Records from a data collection
::::

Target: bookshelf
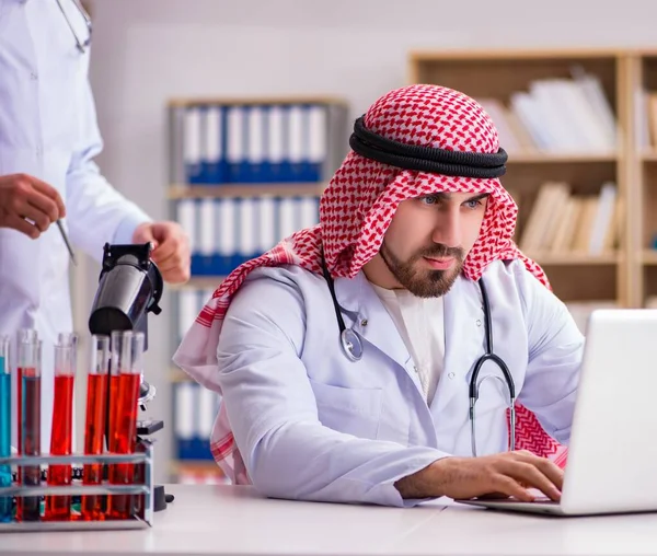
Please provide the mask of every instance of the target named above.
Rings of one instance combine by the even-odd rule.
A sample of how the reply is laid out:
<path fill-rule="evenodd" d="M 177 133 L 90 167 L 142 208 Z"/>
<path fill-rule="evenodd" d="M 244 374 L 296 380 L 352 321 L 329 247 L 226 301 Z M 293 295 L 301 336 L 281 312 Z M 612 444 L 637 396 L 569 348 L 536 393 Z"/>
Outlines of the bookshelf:
<path fill-rule="evenodd" d="M 411 83 L 441 84 L 477 101 L 483 99 L 487 104 L 482 104 L 498 125 L 500 138 L 505 131 L 508 137 L 509 130 L 515 135 L 508 141 L 503 138 L 503 147 L 507 149 L 509 144 L 510 148 L 507 149 L 507 174 L 502 179 L 519 206 L 516 241 L 543 266 L 557 296 L 578 310 L 653 305 L 657 299 L 657 50 L 415 50 L 408 54 L 407 62 Z M 527 101 L 527 95 L 532 99 L 533 117 L 544 116 L 540 124 L 554 131 L 552 138 L 557 137 L 560 129 L 586 137 L 581 130 L 587 123 L 581 114 L 574 115 L 574 105 L 568 104 L 575 102 L 573 83 L 583 74 L 590 78 L 589 84 L 597 83 L 609 105 L 615 141 L 593 144 L 596 137 L 591 131 L 588 143 L 563 134 L 558 136 L 562 142 L 551 143 L 544 137 L 538 138 L 542 141 L 537 140 L 527 104 L 522 117 L 518 93 L 523 93 L 521 100 Z M 564 86 L 566 81 L 569 83 Z M 550 83 L 560 83 L 561 89 L 550 89 Z M 570 93 L 564 93 L 568 88 Z M 546 101 L 546 91 L 552 93 L 552 106 Z M 593 105 L 599 107 L 591 101 L 590 106 Z M 581 104 L 576 106 L 579 113 L 590 109 Z M 509 112 L 508 121 L 500 121 Z M 560 113 L 570 116 L 570 127 L 555 127 L 553 120 Z M 597 114 L 600 120 L 609 118 L 609 114 L 601 112 L 589 114 Z M 518 131 L 518 123 L 523 131 Z M 595 125 L 601 124 L 591 123 Z M 600 127 L 595 129 L 600 130 Z M 523 134 L 529 134 L 530 140 Z M 584 227 L 584 212 L 576 212 L 574 208 L 568 209 L 570 212 L 564 210 L 565 204 L 574 201 L 563 199 L 597 196 L 599 200 L 606 183 L 615 186 L 614 216 L 609 217 L 608 227 L 603 228 L 609 235 L 604 241 L 598 236 L 596 250 L 586 248 L 587 242 L 577 243 L 574 228 Z M 561 208 L 555 208 L 551 218 L 540 220 L 542 225 L 535 220 L 532 224 L 531 220 L 539 213 L 537 207 L 549 205 L 545 196 L 537 202 L 545 184 L 566 184 L 568 195 L 562 195 L 562 205 L 555 205 Z M 569 229 L 563 223 L 568 215 L 579 215 Z M 541 241 L 548 241 L 551 234 L 554 240 L 554 234 L 560 233 L 550 228 L 555 221 L 562 222 L 563 238 L 545 248 L 540 245 Z M 532 242 L 527 241 L 530 225 L 537 229 L 534 235 L 540 236 L 533 248 L 528 246 Z M 589 247 L 593 242 L 591 235 Z"/>
<path fill-rule="evenodd" d="M 319 221 L 319 197 L 347 149 L 341 99 L 174 99 L 169 115 L 170 218 L 189 233 L 192 278 L 170 289 L 171 356 L 223 278 Z M 169 370 L 172 480 L 222 483 L 209 452 L 218 395 Z"/>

::::

WHAT IS ASKED
Rewrite the listing with each "bookshelf" changed to "shelf unit" and everything else left as it is. Omit the pictures from your version.

RESPONSE TO THIS TASK
Target: shelf unit
Please provide the mask of every instance of the target named above.
Rings of one instance combine by the even-odd rule.
A sample of how the reply is laid out:
<path fill-rule="evenodd" d="M 177 133 L 90 167 L 142 208 Z"/>
<path fill-rule="evenodd" d="M 244 374 L 296 380 L 352 321 L 329 247 L 226 301 Z M 293 295 L 301 336 L 281 312 Z M 612 444 L 637 396 L 569 348 L 536 393 Z"/>
Outlines of the shelf unit:
<path fill-rule="evenodd" d="M 411 83 L 441 84 L 477 101 L 483 99 L 487 104 L 482 104 L 498 125 L 500 138 L 505 131 L 508 137 L 509 130 L 515 135 L 508 141 L 503 138 L 503 147 L 507 149 L 509 144 L 510 148 L 507 149 L 507 174 L 502 179 L 519 206 L 516 241 L 543 266 L 557 296 L 578 310 L 653 305 L 657 299 L 657 50 L 415 50 L 408 54 L 407 62 Z M 527 101 L 527 95 L 532 99 L 533 117 L 544 116 L 540 124 L 554 131 L 552 138 L 557 137 L 560 129 L 586 137 L 581 130 L 587 123 L 581 114 L 574 115 L 574 105 L 568 104 L 575 102 L 573 83 L 583 74 L 590 78 L 589 84 L 597 83 L 609 105 L 615 141 L 593 144 L 596 137 L 591 131 L 588 143 L 563 134 L 558 136 L 562 142 L 551 143 L 544 137 L 538 138 L 542 141 L 537 140 L 527 104 L 522 117 L 518 93 L 523 93 L 521 100 Z M 564 86 L 566 81 L 569 83 Z M 550 83 L 560 83 L 561 89 L 550 89 Z M 570 93 L 564 93 L 568 88 Z M 546 101 L 546 91 L 552 93 L 552 106 Z M 593 105 L 599 107 L 591 101 L 590 106 Z M 581 104 L 576 106 L 579 113 L 590 109 Z M 509 112 L 508 121 L 500 121 Z M 560 113 L 570 116 L 570 127 L 555 127 L 553 120 Z M 597 114 L 600 120 L 609 118 L 609 114 L 601 112 L 589 114 Z M 518 131 L 518 123 L 523 131 Z M 595 125 L 601 124 L 591 123 Z M 600 127 L 595 129 L 600 130 Z M 523 134 L 529 134 L 530 140 Z M 584 227 L 584 212 L 576 212 L 574 208 L 568 209 L 570 212 L 564 210 L 565 204 L 574 201 L 563 199 L 597 196 L 599 200 L 606 183 L 615 186 L 614 216 L 609 217 L 608 227 L 603 228 L 609 235 L 604 241 L 598 236 L 596 250 L 586 248 L 587 242 L 577 243 L 574 228 Z M 561 208 L 555 208 L 551 218 L 540 220 L 542 225 L 535 220 L 532 224 L 531 220 L 539 213 L 537 207 L 549 205 L 545 196 L 537 202 L 545 184 L 566 184 L 568 195 L 562 195 L 562 205 L 555 205 Z M 569 229 L 563 223 L 568 215 L 579 215 Z M 541 241 L 548 241 L 551 234 L 554 240 L 554 234 L 560 233 L 550 228 L 555 221 L 562 222 L 563 238 L 545 248 L 540 245 Z M 532 242 L 527 241 L 530 225 L 537 229 L 534 235 L 540 236 L 533 248 L 528 246 Z M 589 247 L 593 242 L 591 235 Z"/>
<path fill-rule="evenodd" d="M 319 221 L 319 197 L 347 149 L 341 99 L 174 99 L 169 115 L 170 218 L 189 233 L 192 278 L 170 289 L 171 356 L 223 278 Z M 169 370 L 172 480 L 222 483 L 209 452 L 218 395 Z"/>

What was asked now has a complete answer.